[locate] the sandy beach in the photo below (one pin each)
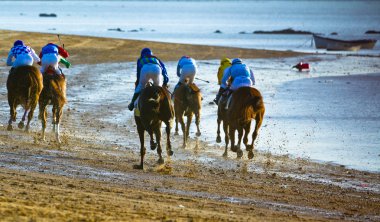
(90, 176)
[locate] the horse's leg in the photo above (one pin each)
(153, 145)
(226, 138)
(176, 127)
(12, 118)
(218, 138)
(54, 120)
(188, 123)
(168, 144)
(140, 130)
(21, 123)
(157, 132)
(247, 129)
(58, 114)
(239, 152)
(43, 115)
(259, 121)
(183, 127)
(197, 122)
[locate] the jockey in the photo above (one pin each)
(240, 74)
(51, 55)
(148, 67)
(186, 68)
(24, 55)
(224, 63)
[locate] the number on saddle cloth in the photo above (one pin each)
(194, 88)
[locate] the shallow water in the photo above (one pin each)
(196, 21)
(329, 114)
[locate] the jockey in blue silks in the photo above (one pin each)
(24, 55)
(240, 74)
(148, 67)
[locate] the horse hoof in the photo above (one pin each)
(160, 161)
(250, 154)
(239, 153)
(153, 146)
(138, 167)
(20, 125)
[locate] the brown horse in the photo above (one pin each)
(222, 116)
(53, 93)
(154, 107)
(246, 104)
(187, 101)
(24, 85)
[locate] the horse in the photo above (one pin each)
(53, 93)
(187, 101)
(24, 85)
(222, 116)
(246, 104)
(154, 107)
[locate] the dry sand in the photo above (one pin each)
(89, 177)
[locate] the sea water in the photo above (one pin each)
(196, 22)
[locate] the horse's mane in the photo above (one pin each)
(246, 102)
(58, 85)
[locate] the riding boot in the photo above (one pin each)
(176, 86)
(132, 104)
(220, 92)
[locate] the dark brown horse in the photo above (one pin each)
(53, 93)
(222, 117)
(24, 85)
(154, 107)
(246, 104)
(187, 102)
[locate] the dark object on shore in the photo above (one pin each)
(284, 31)
(302, 66)
(117, 29)
(347, 45)
(48, 15)
(372, 32)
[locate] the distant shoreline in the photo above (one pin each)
(93, 50)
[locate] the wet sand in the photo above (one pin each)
(90, 176)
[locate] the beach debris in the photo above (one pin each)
(302, 66)
(284, 31)
(116, 29)
(48, 15)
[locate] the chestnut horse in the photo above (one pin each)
(187, 101)
(246, 104)
(24, 85)
(222, 117)
(154, 107)
(53, 93)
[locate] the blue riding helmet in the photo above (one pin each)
(146, 52)
(18, 42)
(237, 61)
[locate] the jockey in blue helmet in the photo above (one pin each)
(149, 67)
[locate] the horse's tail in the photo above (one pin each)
(59, 89)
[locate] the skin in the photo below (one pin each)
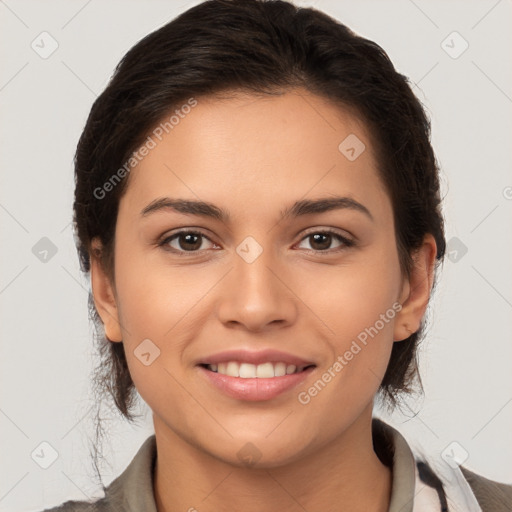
(254, 156)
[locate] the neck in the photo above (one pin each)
(344, 475)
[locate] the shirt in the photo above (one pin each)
(419, 484)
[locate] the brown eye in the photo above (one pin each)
(185, 241)
(320, 241)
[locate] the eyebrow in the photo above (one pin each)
(299, 208)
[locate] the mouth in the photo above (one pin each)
(253, 382)
(267, 370)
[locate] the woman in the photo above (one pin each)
(257, 202)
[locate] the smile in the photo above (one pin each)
(260, 371)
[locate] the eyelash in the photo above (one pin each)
(345, 241)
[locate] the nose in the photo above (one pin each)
(257, 295)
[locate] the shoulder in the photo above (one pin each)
(491, 496)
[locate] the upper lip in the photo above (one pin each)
(255, 357)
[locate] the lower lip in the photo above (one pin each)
(255, 389)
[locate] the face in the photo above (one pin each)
(266, 288)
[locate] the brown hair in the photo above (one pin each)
(263, 47)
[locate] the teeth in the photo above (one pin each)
(251, 371)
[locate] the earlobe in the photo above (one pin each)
(103, 294)
(416, 290)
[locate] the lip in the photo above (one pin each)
(254, 389)
(255, 357)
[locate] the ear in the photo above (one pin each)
(103, 293)
(416, 290)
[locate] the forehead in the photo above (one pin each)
(254, 153)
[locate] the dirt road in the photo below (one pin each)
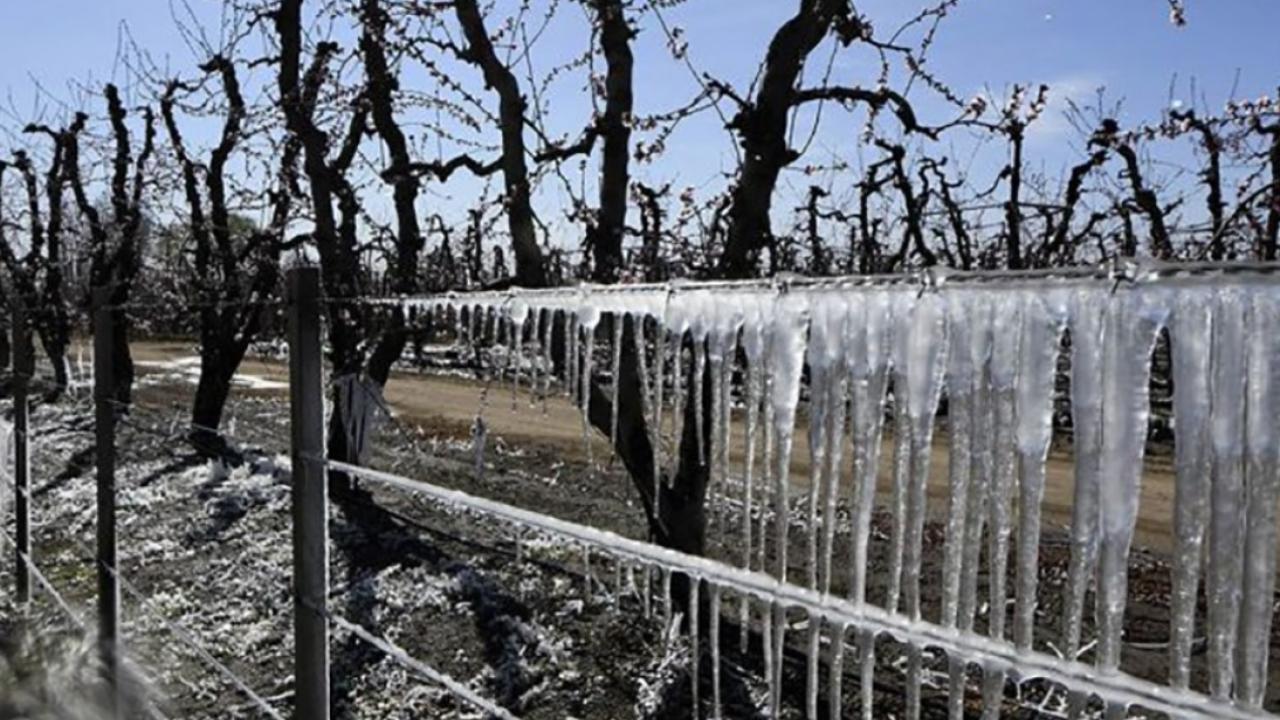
(448, 405)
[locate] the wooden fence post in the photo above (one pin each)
(104, 432)
(23, 367)
(310, 497)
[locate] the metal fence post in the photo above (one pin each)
(104, 432)
(310, 497)
(23, 367)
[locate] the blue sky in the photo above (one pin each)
(1073, 45)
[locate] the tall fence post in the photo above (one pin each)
(104, 433)
(23, 367)
(310, 497)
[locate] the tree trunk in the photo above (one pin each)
(606, 235)
(762, 128)
(530, 269)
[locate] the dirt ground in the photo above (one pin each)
(446, 586)
(448, 404)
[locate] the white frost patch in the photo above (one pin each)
(187, 369)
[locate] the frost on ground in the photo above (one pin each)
(208, 548)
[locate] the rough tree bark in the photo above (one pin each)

* [TO DO]:
Starting at the line that contains "[locate] the face" and ending at the last line of the records, rewrite those lines with their requests, scaling every pin coordinate in the answers by 0.85 and rounding each to a whole number, with halves rounded up. Leave the pictures out.

* [TASK RESULT]:
[locate] the face in the photo above (one pin each)
(226, 245)
[locate] the brown hair in the photo above (one pin each)
(224, 40)
[locate] the teeth in the photo above (one pin each)
(213, 315)
[locate] the earlobe in the photo above (one pin each)
(88, 250)
(354, 247)
[locate] the lip in the photo above (one pin each)
(216, 331)
(217, 303)
[locate] the ear in the photo above (one pin each)
(88, 249)
(354, 247)
[locate] the forehead in the photo above (one pin each)
(216, 130)
[locate] the dirt road in the photo below (one pin each)
(381, 344)
[locate] the wooden fence post in the photo above (one pin each)
(88, 367)
(20, 312)
(264, 422)
[locate] the metal fence post in the photo above (one pin each)
(88, 367)
(264, 422)
(20, 312)
[locate] the blue sky in the photo above (one pin each)
(912, 38)
[locate] the tall fence post in the photo above (one pin each)
(88, 368)
(20, 312)
(264, 422)
[locate] the tree trunk in the photo above (one pin each)
(515, 200)
(648, 109)
(451, 229)
[locate] the dirt ground in the photo above (one pin each)
(379, 498)
(381, 343)
[locate] the white frost patch in the photo above (one pin each)
(159, 314)
[locate] the frost on ground in the photo above (one pin each)
(177, 466)
[locate] the rough tree bark in the photo above (one pin each)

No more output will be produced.